STUDY QUESTIONS >>
A - According to the JVM architecture page, why is the type of an out-of-memory error useful? Answer in one to three sentences.
B - Say whether each statement agrees with the JVM architecture page. Give yes or no and quote the deciding words. (i) HotSpot is OpenJDK's default VM. (ii) Metaspace is one of the per-thread areas. (iii) Garbage collection is run by the class loader subsystem.
[PASSAGE PROVIDED]
JVM & Platform Architecture

JVM architecture

The JVM specification describes a machine that loads verified bytecode, executes it through an engine, stores state in defined memory areas, and calls native code when Java ends and the OS begins. HotSpot (OpenJDK’s default VM) is the implementation most servers run.

At runtime, four subsystems interact in a fixed logical order—this is the diagram worth memorizing:

  YOUR CODE (.java → .class bytecode)
              │
              ▼
┌─────────────────────────────────────────────────────────────────┐
│  ① CLASS LOADER SUBSYSTEM                                       │
│     Bootstrap → Platform → Application (+ custom loaders)       │
│     Load · Link (verify, prepare, resolve) · Initialize         │
└────────────────────────────┬────────────────────────────────────┘
                             │ types & metadata stored in
                             ▼
┌─────────────────────────────────────────────────────────────────┐
│  ② RUNTIME DATA AREAS                                           │
│     Heap (objects) · Metaspace (class metadata)                 │
│     Per-thread: Java stack, PC register, native method stack    │
└────────────────────────────┬────────────────────────────────────┘
                             │ bytecode executed by
                             ▼
┌─────────────────────────────────────────────────────────────────┐
│  ③ EXECUTION ENGINE                                             │
│     Interpreter · JIT (C1 / C2) · GC threads · runtime stubs      │
└────────────────────────────┬────────────────────────────────────┘
                             │ JNI calls into
                             ▼
┌─────────────────────────────────────────────────────────────────┐
│  ④ NATIVE METHOD INTERFACE (JNI)                                │
│     C/C++ libraries, OS APIs, GPU drivers, compression codecs     │
└─────────────────────────────────────────────────────────────────┘

What each layer does in production

Class loaders — bring types into the VM; wrong loader boundaries cause ClassNotFoundException, LinkageError, and Metaspace leaks on redeploy.
Runtime data areas — where object graphs (heap), per-thread call state (stacks), and class metadata (Metaspace) live; OOM types tell you which area failed.
Execution engine — interprets cold bytecode, JIT-compiles hot paths, runs GC; CPU profiles and pause times originate here.
[/PASSAGE PROVIDED]
[RECORDS SUPPLIED]
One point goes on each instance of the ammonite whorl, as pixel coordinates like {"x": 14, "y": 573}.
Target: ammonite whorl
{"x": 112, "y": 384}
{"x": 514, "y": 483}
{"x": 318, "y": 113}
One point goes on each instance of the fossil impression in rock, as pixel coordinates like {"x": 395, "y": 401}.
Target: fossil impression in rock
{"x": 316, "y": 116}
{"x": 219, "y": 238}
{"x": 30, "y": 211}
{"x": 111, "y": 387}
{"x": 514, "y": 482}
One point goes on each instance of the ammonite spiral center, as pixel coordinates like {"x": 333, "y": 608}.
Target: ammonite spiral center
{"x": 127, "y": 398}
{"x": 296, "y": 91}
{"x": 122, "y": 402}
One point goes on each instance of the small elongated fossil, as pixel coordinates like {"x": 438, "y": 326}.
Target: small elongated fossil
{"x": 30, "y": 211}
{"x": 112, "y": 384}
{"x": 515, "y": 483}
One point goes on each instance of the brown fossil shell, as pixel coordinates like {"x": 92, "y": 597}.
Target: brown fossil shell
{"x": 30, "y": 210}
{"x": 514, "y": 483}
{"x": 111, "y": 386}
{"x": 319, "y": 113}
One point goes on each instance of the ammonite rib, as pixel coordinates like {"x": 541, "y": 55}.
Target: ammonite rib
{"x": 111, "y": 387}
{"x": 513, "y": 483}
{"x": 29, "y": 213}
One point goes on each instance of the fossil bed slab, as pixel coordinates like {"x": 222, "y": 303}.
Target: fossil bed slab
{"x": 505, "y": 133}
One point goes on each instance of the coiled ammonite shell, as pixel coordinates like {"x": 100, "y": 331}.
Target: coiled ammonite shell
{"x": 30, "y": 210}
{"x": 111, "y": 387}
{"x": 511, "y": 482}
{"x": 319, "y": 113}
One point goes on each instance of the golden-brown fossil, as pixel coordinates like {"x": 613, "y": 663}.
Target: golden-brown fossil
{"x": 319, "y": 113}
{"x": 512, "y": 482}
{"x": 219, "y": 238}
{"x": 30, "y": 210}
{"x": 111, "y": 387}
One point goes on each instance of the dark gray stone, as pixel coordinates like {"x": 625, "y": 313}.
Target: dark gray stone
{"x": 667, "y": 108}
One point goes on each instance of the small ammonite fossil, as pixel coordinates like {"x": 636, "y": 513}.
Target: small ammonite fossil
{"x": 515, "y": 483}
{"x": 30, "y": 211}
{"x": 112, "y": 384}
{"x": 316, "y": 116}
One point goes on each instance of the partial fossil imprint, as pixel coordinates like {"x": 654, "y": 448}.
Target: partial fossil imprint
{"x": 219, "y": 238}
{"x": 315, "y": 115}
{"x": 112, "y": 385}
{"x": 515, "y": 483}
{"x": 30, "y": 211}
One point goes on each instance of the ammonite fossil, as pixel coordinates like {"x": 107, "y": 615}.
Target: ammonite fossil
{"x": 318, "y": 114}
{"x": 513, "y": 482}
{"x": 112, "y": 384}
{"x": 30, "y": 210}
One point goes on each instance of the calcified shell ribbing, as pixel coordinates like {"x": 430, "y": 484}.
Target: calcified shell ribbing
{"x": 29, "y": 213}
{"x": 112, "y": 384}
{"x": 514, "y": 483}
[/RECORDS SUPPLIED]
EXERCISE RESULTS >>
A - The runtime data areas hold different things: object graphs in the heap, per-thread call state in the stacks, and class metadata in Metaspace. The type of an out-of-memory error tells you which of these areas failed.

B -
(i) Yes: "HotSpot (OpenJDK’s default VM)"
(ii) No: "Heap (objects) · Metaspace (class metadata)" is listed apart from "Per-thread: Java stack, PC register, native method stack"
(iii) No: "Execution engine — interprets cold bytecode, JIT-compiles hot paths, runs GC"